(Stored data entries)
-.-.-

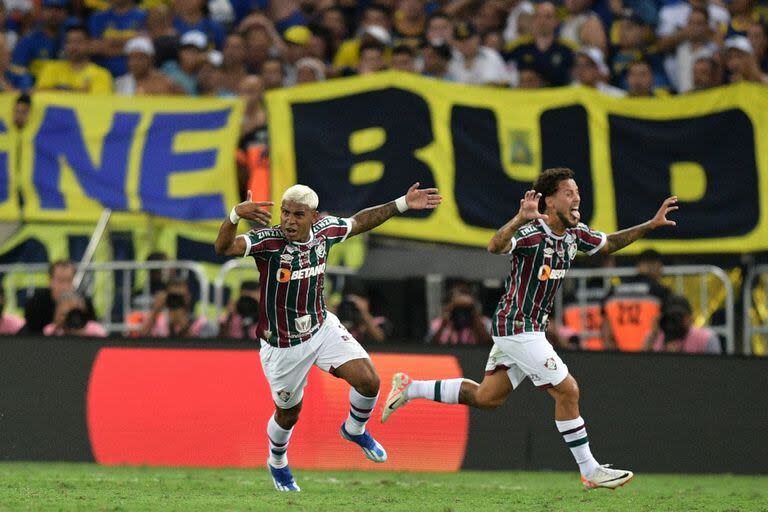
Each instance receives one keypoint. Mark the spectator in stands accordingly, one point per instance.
(462, 322)
(371, 59)
(273, 74)
(39, 309)
(233, 69)
(309, 69)
(9, 80)
(740, 61)
(472, 63)
(164, 37)
(190, 17)
(698, 43)
(354, 312)
(193, 47)
(705, 74)
(553, 57)
(172, 317)
(375, 26)
(439, 29)
(675, 331)
(589, 70)
(111, 29)
(243, 315)
(640, 79)
(44, 42)
(143, 78)
(73, 319)
(21, 111)
(410, 22)
(404, 59)
(582, 26)
(77, 73)
(436, 59)
(9, 324)
(757, 33)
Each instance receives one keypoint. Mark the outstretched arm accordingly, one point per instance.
(529, 210)
(226, 241)
(623, 238)
(415, 199)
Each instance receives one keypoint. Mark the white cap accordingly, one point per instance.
(596, 56)
(194, 38)
(379, 33)
(739, 43)
(139, 45)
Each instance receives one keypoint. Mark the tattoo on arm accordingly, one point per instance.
(623, 238)
(367, 219)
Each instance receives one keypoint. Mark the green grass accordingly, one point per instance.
(58, 486)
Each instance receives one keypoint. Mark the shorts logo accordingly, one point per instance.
(283, 275)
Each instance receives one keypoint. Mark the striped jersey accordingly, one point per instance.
(539, 261)
(291, 274)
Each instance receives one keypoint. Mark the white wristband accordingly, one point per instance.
(234, 218)
(401, 204)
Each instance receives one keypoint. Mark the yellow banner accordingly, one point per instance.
(168, 157)
(363, 141)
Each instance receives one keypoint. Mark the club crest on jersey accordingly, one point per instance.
(546, 272)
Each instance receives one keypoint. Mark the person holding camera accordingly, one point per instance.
(675, 331)
(462, 322)
(240, 322)
(172, 317)
(73, 319)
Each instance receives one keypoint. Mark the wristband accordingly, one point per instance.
(401, 204)
(234, 218)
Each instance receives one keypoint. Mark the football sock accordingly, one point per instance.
(574, 433)
(445, 391)
(278, 443)
(360, 408)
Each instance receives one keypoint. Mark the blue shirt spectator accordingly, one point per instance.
(114, 27)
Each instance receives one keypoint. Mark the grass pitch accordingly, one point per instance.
(88, 487)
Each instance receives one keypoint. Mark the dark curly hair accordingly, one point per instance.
(548, 182)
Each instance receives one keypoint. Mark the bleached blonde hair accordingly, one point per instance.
(302, 194)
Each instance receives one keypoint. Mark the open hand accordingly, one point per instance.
(256, 212)
(660, 219)
(529, 206)
(421, 199)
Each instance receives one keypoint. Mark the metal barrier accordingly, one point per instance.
(14, 272)
(678, 272)
(247, 264)
(750, 328)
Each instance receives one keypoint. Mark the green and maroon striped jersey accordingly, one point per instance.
(291, 274)
(539, 260)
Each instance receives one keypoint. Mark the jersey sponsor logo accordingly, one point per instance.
(546, 272)
(303, 323)
(285, 274)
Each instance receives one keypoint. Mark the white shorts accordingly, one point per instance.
(528, 354)
(287, 368)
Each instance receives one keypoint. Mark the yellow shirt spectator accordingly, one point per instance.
(61, 75)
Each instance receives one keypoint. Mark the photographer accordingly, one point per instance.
(462, 322)
(240, 322)
(72, 318)
(675, 331)
(172, 317)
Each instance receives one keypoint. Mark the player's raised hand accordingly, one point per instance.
(257, 212)
(421, 199)
(660, 219)
(529, 206)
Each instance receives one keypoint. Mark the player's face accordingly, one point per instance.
(296, 220)
(566, 203)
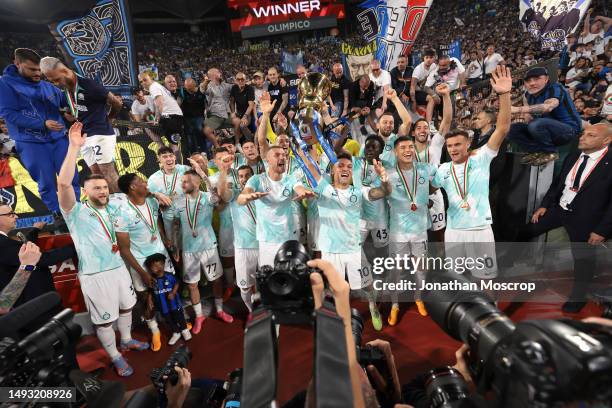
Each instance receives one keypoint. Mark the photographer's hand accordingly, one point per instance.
(340, 289)
(176, 394)
(461, 365)
(388, 386)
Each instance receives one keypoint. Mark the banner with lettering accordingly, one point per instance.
(550, 21)
(100, 45)
(393, 24)
(135, 153)
(356, 59)
(453, 49)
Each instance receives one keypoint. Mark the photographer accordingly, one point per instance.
(21, 282)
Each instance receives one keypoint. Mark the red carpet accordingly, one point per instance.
(418, 345)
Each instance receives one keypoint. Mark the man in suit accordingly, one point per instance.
(580, 200)
(23, 284)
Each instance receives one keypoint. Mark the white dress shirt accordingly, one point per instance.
(568, 195)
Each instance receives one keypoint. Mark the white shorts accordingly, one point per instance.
(437, 211)
(194, 262)
(137, 280)
(267, 253)
(106, 293)
(226, 242)
(473, 244)
(313, 233)
(380, 234)
(99, 149)
(245, 262)
(350, 264)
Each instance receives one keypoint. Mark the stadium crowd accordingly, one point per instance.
(413, 162)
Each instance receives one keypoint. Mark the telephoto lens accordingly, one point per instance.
(467, 316)
(446, 388)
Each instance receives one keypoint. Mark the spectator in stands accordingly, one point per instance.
(193, 103)
(595, 32)
(278, 92)
(551, 119)
(449, 71)
(7, 145)
(361, 101)
(339, 95)
(577, 77)
(586, 214)
(242, 107)
(142, 109)
(475, 68)
(31, 281)
(400, 79)
(167, 112)
(258, 90)
(417, 84)
(592, 108)
(172, 86)
(87, 103)
(217, 96)
(491, 60)
(31, 109)
(382, 82)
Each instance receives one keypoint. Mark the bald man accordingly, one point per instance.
(193, 102)
(339, 92)
(580, 201)
(88, 103)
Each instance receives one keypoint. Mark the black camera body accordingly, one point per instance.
(161, 375)
(285, 288)
(533, 363)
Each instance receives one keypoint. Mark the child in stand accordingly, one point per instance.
(163, 297)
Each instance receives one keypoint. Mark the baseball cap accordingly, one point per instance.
(535, 72)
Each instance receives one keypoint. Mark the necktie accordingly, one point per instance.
(581, 168)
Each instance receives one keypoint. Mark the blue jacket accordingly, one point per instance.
(26, 105)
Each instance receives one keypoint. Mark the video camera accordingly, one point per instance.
(533, 363)
(287, 298)
(40, 359)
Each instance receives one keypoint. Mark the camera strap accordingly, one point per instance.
(260, 361)
(331, 370)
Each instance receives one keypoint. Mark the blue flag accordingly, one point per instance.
(100, 45)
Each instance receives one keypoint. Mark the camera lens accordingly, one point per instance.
(446, 387)
(291, 254)
(281, 283)
(467, 316)
(356, 326)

-.-.-

### Your instructions
Could you transcribe every entry exactly, leaving out the pictures?

### Response to the task
Each instance receives one keypoint. Mark the spectator in stands accordingly, one point per instance.
(462, 322)
(371, 59)
(273, 74)
(39, 309)
(233, 69)
(309, 69)
(9, 80)
(740, 61)
(472, 63)
(164, 37)
(190, 17)
(698, 43)
(354, 312)
(193, 47)
(705, 74)
(553, 57)
(172, 317)
(375, 26)
(439, 29)
(675, 331)
(589, 70)
(111, 29)
(243, 315)
(640, 79)
(44, 42)
(143, 78)
(73, 319)
(21, 111)
(410, 22)
(404, 59)
(582, 26)
(77, 73)
(436, 59)
(9, 324)
(757, 33)
Each instance receives one keypoint. Mark the outstretched arm accordingly, one point per instance.
(529, 210)
(226, 241)
(623, 238)
(415, 199)
Each instance receives one keypoint. Mark the white cap accordingly, one point per instance.
(596, 56)
(194, 38)
(379, 33)
(739, 43)
(139, 45)
Each instance receives one keypoint. Mark the tattoo on arm accordingly, one point per instance.
(623, 238)
(367, 219)
Each instance receives one keypoint. Mark the green grass accordingly, one point per instance.
(58, 486)
Each instance receives one keypoint. Mark the shorts logo accordingly, one point per instance.
(283, 275)
Each instance receives one keypoint. Mark the striped jersey accordingly, one point per instance.
(539, 261)
(291, 274)
Each instance receives one keypoint. Mark the white wristband accordingly, one point per instance.
(234, 218)
(401, 204)
Each instance receives one keypoint. Mark the yellow banner accordingly, one point per instance.
(168, 157)
(363, 141)
Each instance receives one keypoint. Mark the club crest on jersey accordingly, one point per instance.
(546, 272)
Each instance receives one keypoint. Mark the person holding camera accordingly, one point per instance.
(675, 331)
(462, 322)
(240, 322)
(172, 317)
(73, 319)
Each instance receives one keypoint. Mark the wristband accordingly, one point per instance.
(401, 204)
(234, 218)
Each instance receives one keypoint. Mark the football sock accordingly, one point per instance.
(574, 433)
(445, 391)
(278, 443)
(360, 408)
Each instance receives one keypoint. Mark the blue shirt spectator accordingly, one point per instance.
(114, 27)
Each instance receives one keypoint. Mark the grass pitch accordingly, one point per instance.
(88, 487)
Each instance receives one keypoint. Mark the dark curly hair accordingly, one point per instance.
(548, 182)
Each instance receives one keypoint. Mark the bleached blonde hair accordingly, one point per instance.
(302, 194)
Each instance receives one keypoint. Mark the open hand accordingly, one point per instance.
(256, 212)
(660, 219)
(529, 206)
(421, 199)
Each instance receives one keypoint. Mark the metal barrier accordingly, one point per instance.
(14, 272)
(678, 272)
(247, 264)
(750, 328)
Each instance receives one keypoint. Mark the green and maroon striped jersey accordingly, one point per instance.
(291, 274)
(539, 260)
Each instance receives one keypoint. Mark the jersey sponsor logo accordingly, one point per instance.
(546, 272)
(303, 323)
(285, 274)
Each instance receives one keypoint. Mark the white shorts accordingly, one point per instance.
(528, 354)
(287, 368)
Each instance receives one keypoint. Mark the yellow shirt spectator accordingly, one point per instance.
(61, 75)
Each instance receives one keypoint. Mark the photographer accordingly, one point per instance.
(462, 322)
(240, 322)
(72, 318)
(675, 331)
(172, 317)
Each instance receives one keypoint. Mark the player's raised hand accordingly, one point per instance.
(257, 212)
(421, 199)
(660, 219)
(529, 206)
Each instance receives one keypoint. Mark the player's face accordingly, one point per instance.
(296, 220)
(566, 203)
Each instance receives one keypoint. Mark the photographer's hand accordingly, one point per instance.
(340, 289)
(176, 394)
(461, 365)
(388, 386)
Each instance receives one keypoint. Mark the banner with lettering accordingly, one point per instance.
(550, 21)
(100, 45)
(393, 24)
(135, 153)
(356, 59)
(453, 49)
Each instance receives one keypoint. Mark the photographer accordingly, one point per instance.
(21, 282)
Each instance receives one keypoint. Mark the red carpet accordingly, one point per instance.
(418, 345)
Each instance receives one keypoint. Mark the man in suit accordingly, one point per instance.
(580, 200)
(23, 284)
Each instance receives one keypoint. Mark the white dress shirt accordingly, one point per instance.
(568, 195)
Each instance receives one keypoint. Mark the white shorts accordingly, one point per instance.
(437, 211)
(194, 262)
(137, 280)
(267, 253)
(106, 293)
(226, 242)
(473, 244)
(313, 233)
(380, 234)
(99, 149)
(245, 262)
(350, 264)
Each instance receives one keypoint. Mark the stadium crowd accordingly, one point per instance.
(413, 162)
Each instance receives one keypoint. Mark the telephoto lens accordingly, one point per instance.
(467, 316)
(446, 388)
Each instance receives one keypoint. Mark the spectator in stands accordingly, one point per instance.
(193, 103)
(595, 32)
(278, 92)
(551, 119)
(449, 71)
(7, 145)
(361, 101)
(339, 95)
(577, 77)
(586, 214)
(242, 107)
(142, 109)
(475, 68)
(31, 281)
(400, 79)
(167, 112)
(258, 90)
(417, 84)
(592, 108)
(172, 86)
(87, 103)
(217, 96)
(491, 60)
(31, 109)
(382, 82)
Each instance receives one keypoint. Mark the bald man accordingly, one point per instance.
(193, 102)
(339, 92)
(580, 201)
(88, 103)
Each instance receives one keypoint. Mark the black camera body accordingly, one point per instance.
(161, 375)
(285, 288)
(533, 363)
Each instance receives one keypoint. Mark the child in stand accordingly, one point per instance.
(163, 297)
Each instance receives one keypoint. Mark the baseball cap accordingly, one point per instance.
(535, 72)
Each instance receives one keypoint. Mark the necktie accordingly, one point per instance.
(581, 168)
Each instance receives one keypoint. Mark the blue jacket accordingly, one point per instance.
(26, 105)
Each instance receives one keypoint. Mark the video camera accordingly, one point per instance.
(533, 363)
(287, 298)
(40, 359)
Each instance receives one keypoint. Mark the camera strap accordingly, one point per instance.
(260, 361)
(331, 370)
Each instance receives one keypoint. Mark the blue flag accordingly, one point per instance.
(100, 45)
Each instance receives one keypoint. Mark the camera lens accordingly, one point per instance.
(446, 387)
(291, 254)
(281, 283)
(467, 316)
(356, 326)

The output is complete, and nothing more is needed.